- What the task asks
Write out the data below in full, unchanged, minus the images.

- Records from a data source

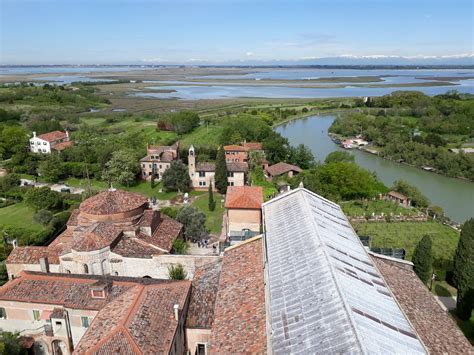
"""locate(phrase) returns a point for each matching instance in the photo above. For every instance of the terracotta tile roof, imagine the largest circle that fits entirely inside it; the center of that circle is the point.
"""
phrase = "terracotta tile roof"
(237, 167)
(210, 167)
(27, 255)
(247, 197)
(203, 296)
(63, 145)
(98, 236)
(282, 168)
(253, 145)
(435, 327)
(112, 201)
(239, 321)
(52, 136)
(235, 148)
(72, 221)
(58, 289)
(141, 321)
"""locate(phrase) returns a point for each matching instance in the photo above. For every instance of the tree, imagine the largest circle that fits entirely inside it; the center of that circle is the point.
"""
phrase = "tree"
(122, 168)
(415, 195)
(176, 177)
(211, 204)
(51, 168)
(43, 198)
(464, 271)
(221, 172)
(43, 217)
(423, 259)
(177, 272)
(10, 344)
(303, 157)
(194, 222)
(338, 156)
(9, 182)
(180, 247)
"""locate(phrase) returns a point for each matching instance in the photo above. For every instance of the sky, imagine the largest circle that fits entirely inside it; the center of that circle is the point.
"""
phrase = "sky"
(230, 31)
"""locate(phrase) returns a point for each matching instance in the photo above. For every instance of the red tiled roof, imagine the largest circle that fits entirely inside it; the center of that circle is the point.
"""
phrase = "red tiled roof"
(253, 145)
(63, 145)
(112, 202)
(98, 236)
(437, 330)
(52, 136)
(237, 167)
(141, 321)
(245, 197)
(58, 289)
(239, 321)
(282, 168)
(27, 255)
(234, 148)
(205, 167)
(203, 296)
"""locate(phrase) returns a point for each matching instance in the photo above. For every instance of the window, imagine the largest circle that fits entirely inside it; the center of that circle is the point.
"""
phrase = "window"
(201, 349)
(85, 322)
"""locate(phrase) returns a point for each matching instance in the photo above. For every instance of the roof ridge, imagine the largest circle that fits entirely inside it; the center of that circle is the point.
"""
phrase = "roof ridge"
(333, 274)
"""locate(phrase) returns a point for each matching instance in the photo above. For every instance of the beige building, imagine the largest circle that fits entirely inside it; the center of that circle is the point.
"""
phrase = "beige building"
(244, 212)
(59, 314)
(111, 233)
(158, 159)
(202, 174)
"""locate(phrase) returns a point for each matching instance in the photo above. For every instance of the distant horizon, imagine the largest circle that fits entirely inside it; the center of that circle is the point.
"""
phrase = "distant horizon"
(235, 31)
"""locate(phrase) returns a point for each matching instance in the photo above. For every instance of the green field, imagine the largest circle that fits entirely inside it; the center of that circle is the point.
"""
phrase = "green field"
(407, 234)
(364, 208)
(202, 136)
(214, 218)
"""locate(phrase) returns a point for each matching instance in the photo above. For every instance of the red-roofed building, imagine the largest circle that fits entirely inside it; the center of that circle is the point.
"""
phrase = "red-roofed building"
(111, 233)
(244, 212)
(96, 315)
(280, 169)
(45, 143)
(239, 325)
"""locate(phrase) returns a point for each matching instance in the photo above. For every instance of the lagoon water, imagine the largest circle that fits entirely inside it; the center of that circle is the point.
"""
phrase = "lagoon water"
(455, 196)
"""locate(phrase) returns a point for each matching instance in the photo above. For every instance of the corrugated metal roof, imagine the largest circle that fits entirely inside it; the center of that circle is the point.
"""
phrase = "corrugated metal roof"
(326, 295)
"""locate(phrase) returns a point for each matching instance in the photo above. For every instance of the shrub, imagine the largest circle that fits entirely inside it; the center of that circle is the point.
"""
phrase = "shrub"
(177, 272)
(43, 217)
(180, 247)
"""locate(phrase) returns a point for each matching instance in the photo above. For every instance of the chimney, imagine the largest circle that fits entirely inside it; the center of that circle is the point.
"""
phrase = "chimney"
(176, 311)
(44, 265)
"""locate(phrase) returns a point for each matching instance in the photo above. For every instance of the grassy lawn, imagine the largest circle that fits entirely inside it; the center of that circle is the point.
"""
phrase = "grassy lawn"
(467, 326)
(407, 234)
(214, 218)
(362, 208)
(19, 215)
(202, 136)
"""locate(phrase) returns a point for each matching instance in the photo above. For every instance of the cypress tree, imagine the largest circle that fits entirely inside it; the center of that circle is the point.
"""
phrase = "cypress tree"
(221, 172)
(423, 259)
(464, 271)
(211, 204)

- Final result
"""locate(phrase) returns a point for each matching instance in the photo above. For every instance of the terracotta tile roof, imagine the largest circle that fits entirely inside it; the center of that circle is the point.
"""
phrase = "terracotta tile roof"
(237, 167)
(210, 167)
(27, 255)
(247, 197)
(203, 296)
(63, 145)
(98, 236)
(282, 168)
(253, 145)
(435, 327)
(112, 201)
(239, 321)
(52, 136)
(235, 148)
(72, 221)
(58, 289)
(141, 321)
"""locate(phrase) returns a point for each matching instance in the photo above. For every instance of the tree, imagine the largest circle that fits entirely inside it; the center of that circle is the point.
"""
phrase = "tree"
(122, 168)
(415, 195)
(176, 177)
(211, 204)
(51, 168)
(43, 198)
(464, 271)
(221, 172)
(43, 217)
(423, 259)
(177, 272)
(10, 344)
(303, 157)
(194, 222)
(338, 156)
(9, 182)
(180, 247)
"""locate(phrase) returns a point for each matching instance in the photo above. For every instance of the sky, imagine the largest circle that fits entirely inside it; the center of that circle is the point.
"""
phrase = "sky"
(230, 31)
"""locate(phrase) returns a point for each matching instance in the photo above. For every instance of the red tiled roof, imagine the largest circle that fits entirely inside it; the center of that circle is the point.
"""
phrase = "red tiled roof"
(253, 145)
(63, 145)
(112, 202)
(98, 236)
(437, 330)
(52, 136)
(237, 167)
(141, 321)
(245, 197)
(58, 289)
(239, 321)
(282, 168)
(27, 255)
(234, 148)
(205, 167)
(203, 296)
"""locate(phrase) returns a point for each matching instance in the photo above. For every instance of the window, imagine the largest circle that fits entirely inside it; the center of that circle is the point.
"""
phrase = "window"
(201, 349)
(85, 322)
"""locate(phrase) returns a point for each matching instance in the photo above. For every instance of the roof ridge, imagine the largest circle that fits entirely inside it; the center of that circle is the point.
"""
phrase = "roof ridge"
(333, 274)
"""locate(phrase) returns a point for each matching instance in the photo above. For every instance of the beige building, imagine the largest circle that fits entirely inside it; the center of that circle is the point.
"""
phrase = "beige building"
(244, 212)
(59, 314)
(111, 233)
(158, 159)
(202, 174)
"""locate(phrase) returns a point for each matching instance in the photo above. For every instance of the distant horizon, imagine the largest circle that fits entirely inside it; the center of that circle is the point.
"""
phrase = "distant horizon"
(235, 31)
"""locate(phrase) returns a point for each matching instance in the photo above. For every instance of the green field, imagine the largest circle that fits entirely inside it; the center of that circle is the point.
"""
phrase = "green field"
(407, 234)
(364, 208)
(202, 136)
(214, 218)
"""locate(phrase) returns a point for each matching instance in the photo above. For every instance of the red-roofed building, imagine the largest circle that fits entirely inside it; the center of that circle is the point.
"""
phrase = "red-roofed building"
(111, 233)
(244, 212)
(96, 315)
(280, 169)
(45, 143)
(239, 325)
"""locate(phrase) returns a point for each matching instance in the photo above. For every instance of the lagoon water, imagine the largest circle that fits entirely inside it; the center of that circle is the point.
"""
phrase = "lagoon water"
(455, 196)
"""locate(phrase) returns a point for each matching instance in the photo above. For every instance of the corrugated metal roof, imagine the largest circle that fits entirely inside it; the center of that circle is the point.
"""
phrase = "corrugated metal roof"
(326, 295)
"""locate(phrase) returns a point for each matching instance in the photo above. For every instance of the shrub, imagine the largest circle that fits entirely inside it; the center of that circle is the point.
"""
phrase = "shrub"
(177, 272)
(43, 217)
(180, 247)
"""locate(phrase) returns a point for each matching instance in the photo above. For every instance of the chimney, imagine the largest circle that fits entirely inside it; the center of that circle is the point.
"""
phrase = "chimney"
(176, 311)
(44, 265)
"""locate(phrase) returns a point for each matching instance in the photo above. For every instance of the grassy lawn, imagine the largest circle that fits entirely inside it; the center of that circle is the point.
"""
phrase = "grassy lawn"
(467, 326)
(407, 234)
(214, 218)
(362, 208)
(19, 215)
(202, 136)
"""locate(phrase) returns a point for each matching instance in the photo above. For every instance of the cypress tree, imagine the largest circle that fits entirely inside it; the center of that circle is the point.
"""
phrase = "cypress tree"
(221, 172)
(423, 259)
(464, 271)
(211, 204)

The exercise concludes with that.